*Required action*.
Whatever the lines below say, output them exactly.

* * * * * * * * *

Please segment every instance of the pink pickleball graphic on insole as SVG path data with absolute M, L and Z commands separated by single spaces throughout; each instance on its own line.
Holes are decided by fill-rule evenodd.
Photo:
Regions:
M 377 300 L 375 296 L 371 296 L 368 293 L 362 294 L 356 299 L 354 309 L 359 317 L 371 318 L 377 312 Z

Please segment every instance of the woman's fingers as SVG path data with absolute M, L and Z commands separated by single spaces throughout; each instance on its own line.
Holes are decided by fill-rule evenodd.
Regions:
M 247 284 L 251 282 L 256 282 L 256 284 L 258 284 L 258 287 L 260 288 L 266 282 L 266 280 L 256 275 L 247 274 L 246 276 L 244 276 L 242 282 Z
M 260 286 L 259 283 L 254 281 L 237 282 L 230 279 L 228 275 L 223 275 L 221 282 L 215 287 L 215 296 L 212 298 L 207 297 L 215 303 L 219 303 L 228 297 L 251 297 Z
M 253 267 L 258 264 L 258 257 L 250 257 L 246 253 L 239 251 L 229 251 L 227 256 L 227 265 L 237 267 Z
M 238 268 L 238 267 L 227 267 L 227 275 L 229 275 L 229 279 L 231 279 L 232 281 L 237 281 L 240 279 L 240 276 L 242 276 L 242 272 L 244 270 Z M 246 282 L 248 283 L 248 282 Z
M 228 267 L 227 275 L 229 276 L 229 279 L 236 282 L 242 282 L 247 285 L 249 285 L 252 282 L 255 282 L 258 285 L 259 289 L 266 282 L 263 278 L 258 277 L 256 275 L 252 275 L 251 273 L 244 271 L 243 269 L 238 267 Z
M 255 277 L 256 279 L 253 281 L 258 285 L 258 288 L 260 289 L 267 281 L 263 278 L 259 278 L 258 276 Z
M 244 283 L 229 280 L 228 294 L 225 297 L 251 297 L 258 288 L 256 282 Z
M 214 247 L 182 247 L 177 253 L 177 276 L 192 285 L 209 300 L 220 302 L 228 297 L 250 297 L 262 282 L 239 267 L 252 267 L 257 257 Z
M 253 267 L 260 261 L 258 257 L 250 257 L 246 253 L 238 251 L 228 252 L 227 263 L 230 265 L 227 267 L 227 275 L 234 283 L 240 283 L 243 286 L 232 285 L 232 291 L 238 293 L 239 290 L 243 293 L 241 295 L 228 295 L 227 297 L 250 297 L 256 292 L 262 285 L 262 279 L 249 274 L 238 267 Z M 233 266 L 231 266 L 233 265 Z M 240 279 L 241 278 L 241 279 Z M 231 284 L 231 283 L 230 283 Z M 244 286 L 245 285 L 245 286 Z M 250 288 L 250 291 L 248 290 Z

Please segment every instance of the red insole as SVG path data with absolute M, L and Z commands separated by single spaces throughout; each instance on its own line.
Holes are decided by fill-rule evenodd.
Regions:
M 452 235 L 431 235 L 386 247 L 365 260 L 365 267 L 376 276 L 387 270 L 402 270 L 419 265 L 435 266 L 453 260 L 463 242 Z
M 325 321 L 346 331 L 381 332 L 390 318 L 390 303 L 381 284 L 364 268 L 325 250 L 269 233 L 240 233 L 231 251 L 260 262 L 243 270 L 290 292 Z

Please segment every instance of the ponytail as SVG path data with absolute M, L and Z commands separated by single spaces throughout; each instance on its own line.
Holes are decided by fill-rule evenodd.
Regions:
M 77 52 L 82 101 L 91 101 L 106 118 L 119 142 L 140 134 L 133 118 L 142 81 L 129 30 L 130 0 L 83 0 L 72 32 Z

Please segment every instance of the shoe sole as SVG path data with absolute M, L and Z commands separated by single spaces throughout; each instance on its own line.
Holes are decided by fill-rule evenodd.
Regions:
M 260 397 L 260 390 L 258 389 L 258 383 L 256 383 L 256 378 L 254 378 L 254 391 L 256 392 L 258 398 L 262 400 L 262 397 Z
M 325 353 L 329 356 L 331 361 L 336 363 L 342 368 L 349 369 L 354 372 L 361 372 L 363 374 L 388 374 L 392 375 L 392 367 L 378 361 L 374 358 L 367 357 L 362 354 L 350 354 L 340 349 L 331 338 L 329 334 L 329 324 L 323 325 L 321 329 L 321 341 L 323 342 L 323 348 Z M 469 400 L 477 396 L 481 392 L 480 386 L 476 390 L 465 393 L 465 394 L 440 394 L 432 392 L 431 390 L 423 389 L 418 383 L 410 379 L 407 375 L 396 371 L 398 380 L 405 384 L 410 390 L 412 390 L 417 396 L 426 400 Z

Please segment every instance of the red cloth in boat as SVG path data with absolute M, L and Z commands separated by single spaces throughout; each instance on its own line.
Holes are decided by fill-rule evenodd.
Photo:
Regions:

* * * * * * * * *

*Task result*.
Please segment every instance of the pink pickleball graphic on insole as SVG path data with absolute M, L and Z commands separated by single spaces throughout; each instance on its own line.
Holes are decided by fill-rule evenodd.
Photo:
Regions:
M 377 300 L 375 296 L 371 296 L 368 293 L 362 294 L 356 299 L 354 309 L 359 317 L 371 318 L 377 312 Z

Please segment every instance of the woman's fingers as SVG path data with absolute M, L and Z commands separated by single spaces throughout; each instance on its own line.
Holes are decided by fill-rule evenodd.
Regions:
M 247 284 L 251 282 L 256 282 L 256 284 L 258 284 L 258 287 L 260 288 L 266 282 L 266 280 L 256 275 L 247 274 L 246 276 L 244 276 L 242 282 Z
M 260 286 L 259 283 L 254 281 L 237 282 L 230 279 L 228 275 L 223 275 L 221 282 L 215 287 L 215 296 L 212 298 L 207 297 L 215 303 L 219 303 L 228 297 L 251 297 Z
M 253 267 L 258 264 L 258 257 L 250 257 L 246 253 L 239 251 L 229 251 L 227 256 L 227 265 L 237 267 Z
M 238 268 L 238 267 L 227 267 L 227 275 L 229 275 L 229 279 L 231 279 L 232 281 L 237 281 L 240 279 L 240 276 L 242 276 L 242 272 L 244 270 Z M 246 282 L 248 283 L 248 282 Z
M 228 267 L 227 275 L 229 276 L 229 279 L 236 282 L 242 282 L 247 285 L 249 285 L 252 282 L 255 282 L 258 285 L 259 289 L 266 282 L 263 278 L 258 277 L 256 275 L 252 275 L 251 273 L 244 271 L 243 269 L 238 267 Z
M 255 277 L 256 279 L 253 281 L 258 285 L 258 288 L 260 289 L 267 281 L 263 278 L 259 278 L 258 276 Z
M 244 283 L 229 280 L 228 294 L 225 297 L 251 297 L 258 288 L 256 282 Z
M 214 247 L 182 247 L 177 253 L 177 276 L 192 285 L 209 300 L 220 302 L 228 297 L 250 297 L 262 282 L 239 267 L 252 267 L 257 257 Z
M 253 267 L 260 261 L 258 257 L 250 257 L 246 253 L 238 251 L 228 252 L 227 263 L 230 265 L 227 267 L 227 275 L 234 283 L 240 283 L 243 286 L 232 285 L 232 291 L 238 293 L 239 290 L 243 293 L 241 295 L 228 295 L 227 297 L 250 297 L 256 292 L 262 285 L 262 279 L 249 274 L 238 267 Z M 233 266 L 231 266 L 233 265 Z M 240 279 L 241 278 L 241 279 Z M 231 284 L 231 283 L 230 283 Z M 244 286 L 245 285 L 245 286 Z M 250 288 L 250 291 L 248 290 Z

Please segment every instance of the red insole as SVG path data with absolute M, L and Z commands separated by single spaces throughout; each instance on its own line.
Holes are decided by fill-rule evenodd.
Regions:
M 452 235 L 431 235 L 386 247 L 365 260 L 365 267 L 376 276 L 387 270 L 402 270 L 419 265 L 435 266 L 453 260 L 463 242 Z
M 325 321 L 346 331 L 381 332 L 390 318 L 390 303 L 381 284 L 364 268 L 325 250 L 269 233 L 240 233 L 231 251 L 260 262 L 243 270 L 290 292 Z

Please segment every instance of the ponytail as SVG path data with absolute M, L and Z commands separated by single spaces throughout; each instance on its own line.
Holes are decided by fill-rule evenodd.
Regions:
M 77 52 L 82 101 L 91 101 L 106 118 L 119 142 L 140 134 L 133 118 L 142 81 L 129 30 L 130 0 L 83 0 L 72 32 Z

Please segment every instance of the shoe sole as SVG path data with absolute M, L and Z commands separated by single spaces throughout; each instance on its own line.
Holes are decided by fill-rule evenodd.
Regions:
M 260 397 L 260 390 L 258 389 L 258 383 L 256 383 L 256 378 L 254 378 L 254 391 L 256 392 L 258 398 L 262 400 L 262 397 Z
M 325 353 L 329 356 L 331 361 L 336 363 L 342 368 L 349 369 L 354 372 L 361 372 L 363 374 L 388 374 L 392 375 L 392 367 L 378 361 L 374 358 L 367 357 L 362 354 L 350 354 L 340 349 L 331 338 L 329 334 L 329 324 L 323 325 L 321 329 L 321 341 L 323 342 L 323 348 Z M 469 400 L 477 396 L 481 392 L 480 386 L 476 390 L 465 393 L 465 394 L 440 394 L 432 392 L 431 390 L 423 389 L 418 383 L 410 379 L 407 375 L 396 371 L 398 380 L 405 384 L 410 390 L 412 390 L 417 396 L 426 400 Z

Please segment every instance of the red cloth in boat as SVG path data with absolute M, L and Z commands separated by single spaces throughout; each instance on its own line.
Holes are decided by fill-rule evenodd.
Photo:
Regions:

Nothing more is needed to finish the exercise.